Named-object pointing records
┏━━
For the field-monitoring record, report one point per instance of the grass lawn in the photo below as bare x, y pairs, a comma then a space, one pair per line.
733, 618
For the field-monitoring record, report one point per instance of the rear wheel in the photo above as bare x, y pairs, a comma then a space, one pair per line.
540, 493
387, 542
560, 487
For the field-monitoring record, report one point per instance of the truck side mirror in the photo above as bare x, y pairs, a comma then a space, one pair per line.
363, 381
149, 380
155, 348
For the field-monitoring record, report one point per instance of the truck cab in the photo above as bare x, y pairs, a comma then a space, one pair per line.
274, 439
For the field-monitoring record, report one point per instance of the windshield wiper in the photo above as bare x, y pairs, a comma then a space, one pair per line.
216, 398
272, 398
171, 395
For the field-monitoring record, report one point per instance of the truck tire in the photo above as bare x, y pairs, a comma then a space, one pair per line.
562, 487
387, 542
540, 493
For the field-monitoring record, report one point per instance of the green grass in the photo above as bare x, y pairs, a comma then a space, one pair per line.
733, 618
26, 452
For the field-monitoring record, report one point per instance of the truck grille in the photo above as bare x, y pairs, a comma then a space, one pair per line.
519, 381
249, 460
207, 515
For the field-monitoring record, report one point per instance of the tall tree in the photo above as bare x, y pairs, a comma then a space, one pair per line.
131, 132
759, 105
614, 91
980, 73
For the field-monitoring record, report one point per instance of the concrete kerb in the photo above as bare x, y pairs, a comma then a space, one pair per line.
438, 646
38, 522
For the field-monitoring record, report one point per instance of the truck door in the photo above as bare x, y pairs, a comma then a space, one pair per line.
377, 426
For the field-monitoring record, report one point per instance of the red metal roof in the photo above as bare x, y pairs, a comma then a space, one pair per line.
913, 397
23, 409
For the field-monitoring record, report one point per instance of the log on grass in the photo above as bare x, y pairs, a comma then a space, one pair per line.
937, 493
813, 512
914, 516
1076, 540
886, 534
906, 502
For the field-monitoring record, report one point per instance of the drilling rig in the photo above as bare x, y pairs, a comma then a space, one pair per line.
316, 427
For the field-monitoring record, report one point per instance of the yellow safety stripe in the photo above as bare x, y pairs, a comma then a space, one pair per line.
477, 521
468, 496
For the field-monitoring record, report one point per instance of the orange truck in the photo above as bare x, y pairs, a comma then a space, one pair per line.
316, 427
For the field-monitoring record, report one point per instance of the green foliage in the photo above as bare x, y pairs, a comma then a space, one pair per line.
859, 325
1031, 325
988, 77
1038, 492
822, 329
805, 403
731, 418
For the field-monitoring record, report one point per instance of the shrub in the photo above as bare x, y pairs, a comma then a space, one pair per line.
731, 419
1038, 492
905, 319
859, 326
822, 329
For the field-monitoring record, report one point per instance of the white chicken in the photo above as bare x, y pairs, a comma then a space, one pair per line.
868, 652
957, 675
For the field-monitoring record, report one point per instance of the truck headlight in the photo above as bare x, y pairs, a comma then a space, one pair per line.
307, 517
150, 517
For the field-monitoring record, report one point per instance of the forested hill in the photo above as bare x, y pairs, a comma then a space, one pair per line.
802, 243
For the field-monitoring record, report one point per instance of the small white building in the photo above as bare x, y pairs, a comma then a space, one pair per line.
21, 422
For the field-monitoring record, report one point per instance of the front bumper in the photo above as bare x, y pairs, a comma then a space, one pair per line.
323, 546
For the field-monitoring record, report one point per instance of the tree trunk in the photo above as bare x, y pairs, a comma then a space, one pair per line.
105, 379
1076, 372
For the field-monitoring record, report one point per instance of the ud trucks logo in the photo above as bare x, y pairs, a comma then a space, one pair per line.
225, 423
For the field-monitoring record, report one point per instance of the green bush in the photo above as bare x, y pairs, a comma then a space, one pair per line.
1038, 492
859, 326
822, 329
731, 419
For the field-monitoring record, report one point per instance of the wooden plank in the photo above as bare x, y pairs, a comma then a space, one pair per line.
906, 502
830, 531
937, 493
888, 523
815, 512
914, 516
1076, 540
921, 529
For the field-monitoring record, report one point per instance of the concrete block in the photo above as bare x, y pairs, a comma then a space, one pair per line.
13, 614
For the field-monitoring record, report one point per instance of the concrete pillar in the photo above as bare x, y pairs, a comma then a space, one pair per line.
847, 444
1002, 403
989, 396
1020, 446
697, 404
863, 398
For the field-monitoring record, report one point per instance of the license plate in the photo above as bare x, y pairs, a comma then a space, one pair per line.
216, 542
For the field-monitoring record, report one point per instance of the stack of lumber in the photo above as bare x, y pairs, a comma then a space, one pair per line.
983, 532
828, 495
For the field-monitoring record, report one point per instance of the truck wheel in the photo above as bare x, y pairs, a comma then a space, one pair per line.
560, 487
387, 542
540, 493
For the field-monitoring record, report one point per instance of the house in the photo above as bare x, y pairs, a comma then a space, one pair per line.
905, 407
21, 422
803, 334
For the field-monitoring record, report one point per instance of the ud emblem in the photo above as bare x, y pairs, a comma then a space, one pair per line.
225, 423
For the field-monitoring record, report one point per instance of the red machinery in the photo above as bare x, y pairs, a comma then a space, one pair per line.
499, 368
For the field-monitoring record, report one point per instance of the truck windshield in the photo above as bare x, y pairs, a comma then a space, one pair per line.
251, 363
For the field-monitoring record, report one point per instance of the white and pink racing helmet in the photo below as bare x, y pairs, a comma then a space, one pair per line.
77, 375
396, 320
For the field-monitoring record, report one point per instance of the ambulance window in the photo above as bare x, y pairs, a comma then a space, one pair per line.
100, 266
┗━━
PROBLEM STATEMENT –
The whole listing above needs to be written out again exactly.

WRITTEN RESPONSE –
For the field-monitoring record, report one point per instance of the grass lawn in the photo below as bare x, y pairs, a comma then a space, one pair per line.
733, 618
For the field-monitoring record, report one point per instance of the rear wheel in the photo above as bare x, y pairs, a comma then a space, one pair per line.
540, 493
387, 542
560, 487
For the field-monitoring record, report one point per instance of the truck side mirror in the photo above as bare x, y pairs, a comma then a space, one pair per line.
363, 381
149, 380
155, 348
For the field-monitoring record, report one point per instance of the truck cab in the photo above as bare x, y pairs, a comma then a space, one pair per line.
274, 439
For the field-monitoring record, report one point per instance of the windshield wiper in the photo above as bare x, y pairs, a comma then a space, one pair per line.
216, 398
272, 398
171, 395
For the field-monitoring record, report one point per instance of the truck tire in the photo above as bare x, y pairs, a comma then a space, one pair per line.
562, 487
387, 542
540, 493
For the field-monitoring record, report one point per instance of the green grass in the photo above as bare x, y pairs, a comma then a space, one pair per line.
733, 618
26, 452
For the field-monitoring record, report one point per instance of the truck grille in the photo above as bare x, y pairs, a comma then a space, one pair per line.
519, 381
249, 460
207, 515
For the field-monitoring record, report one point per instance of the tall tree in the photo above as bare x, y pairs, a comma then a space, one pair per line.
131, 132
759, 105
614, 91
980, 73
For the field-monitoring record, report one point per instance of the concrete kerb in the photo above as bare x, y pairs, a comma then a space, one pair per line.
438, 646
38, 522
For the field-monitoring record, report one point per instance of the truck door in the photo above as bare x, y pairs, a comma then a space, one pair per line.
377, 426
For the field-monitoring record, report one point per instance of the red metal roof in the photo above as bare x, y pairs, a comma then a space, one pair per line.
913, 397
23, 409
For the field-monitoring record, report one point per instance of the log on grass in the photo above as bare x, y pairs, a comma then a space, one pair per line.
937, 493
813, 512
914, 516
1076, 540
886, 534
906, 502
For the field-monitoring record, report one point per instance of the drilling rig in the photo above as bare x, y pairs, a comma then a space, one pair per line.
316, 427
For the field-monitoring record, report one point per instance of the yellow safety stripe in the photo above as bare x, y pairs, a comma then a space, one pair per line.
477, 521
468, 496
For the field-monitoring record, report one point per instance of the orange truck in the photo above as bare x, y pairs, a comma then a space, one pair per line.
316, 427
For the field-monitoring record, report one point per instance of the green foliage in the photo above as bare x, y pairs, a comma then a space, one pair per line.
859, 325
1031, 325
988, 77
1038, 492
822, 329
805, 403
731, 418
For the field-monitoring record, report one point per instance of the shrub in the photo above as bare x, y pairs, a comma then a space, one pair per line.
731, 419
1038, 492
905, 319
859, 326
822, 329
For the field-monitoring record, report one point per instance of the white chicken in the photo above as bare x, y pairs, a comma then a space, one pair per line.
868, 652
957, 675
For the field-monitoring record, report one point per instance of the truck headlight in the photo above as bare x, y pairs, a comma then a space, one pair per line.
307, 517
150, 517
For the field-monitoring record, report one point per instance of the forested hill in the photo above as bare x, y pairs, a comma then a space, one pair per line.
802, 243
For the field-monitoring record, report one point per instance of the small white building in the photo above as bare x, y pairs, a comma then a space, one pair per line.
21, 422
For the field-monitoring record, report one point per instance of the front bumper in the photo above as bare x, y pairs, a comma then a space, one pair per line.
323, 546
For the field-monitoring record, report one point per instance of the tree trunk in the photo above as bare x, y pairs, a comma then a space, one pair per line.
105, 379
1076, 372
For the field-monitoring record, report one point per instance of the ud trucks logo in the photo above as bare x, y pairs, a comma then a space, one pair per line.
225, 423
For the field-monitoring record, report one point per instance of the green bush in the photo above as bare x, y pairs, a comma then a space, one pair per line.
1038, 492
859, 326
822, 329
731, 419
For the field-monitoring record, report one point per instance of the wooden plank in the photo above as bare x, y pairs, a comma then a space, one pair per line.
906, 502
830, 531
937, 493
888, 523
815, 512
914, 516
1076, 540
921, 529
For the field-monitoring record, report one point per instance of the concrete block in the photo above as bare x, y pairs, a comma then a space, one pair per line.
13, 614
For the field-monitoring record, report one point per instance of the concrete pillar in the photo above as bare x, y pairs, a comma then a space, one pair per line.
847, 444
1002, 403
989, 396
1020, 446
697, 404
863, 398
For the field-monitoring record, report one point per instance of the license plate in the photo above as bare x, y pairs, a comma then a space, one pair per line.
216, 542
For the field-monitoring record, report one point per instance of the stack of lumber in the photo above as bare x, y pairs, a comma then a space, one pair per line.
983, 532
828, 495
For the field-monitoring record, report one point per instance of the truck wheel in the photo above as bare x, y pairs, a comma then a space, one pair per line.
560, 487
387, 542
540, 493
For the field-monitoring record, report one point per instance of the house in the photo above as bare x, y pairs, a comma then a space, one pair per line.
905, 407
21, 422
803, 334
For the field-monitoring record, report one point per instance of the ud emblem in the photo above as bare x, y pairs, a comma then a space, one pair per line.
225, 423
For the field-monitoring record, report one point per instance of the red machinery in the photo above as bare x, y pairs, a comma then a space, one pair per line.
499, 368
For the field-monitoring record, report one point per instance of the truck windshield in the photo above as bare x, y pairs, a comma then a space, one pair per line.
251, 363
For the field-monitoring record, report one point per instance of the white and pink racing helmet in the photo below as bare x, y pairs, a comma then a space, one pair per line.
77, 375
396, 320
For the field-monitoring record, report one point per instance of the ambulance window in the photo above as bare x, y pairs, a comma then a space, one pair per line.
100, 266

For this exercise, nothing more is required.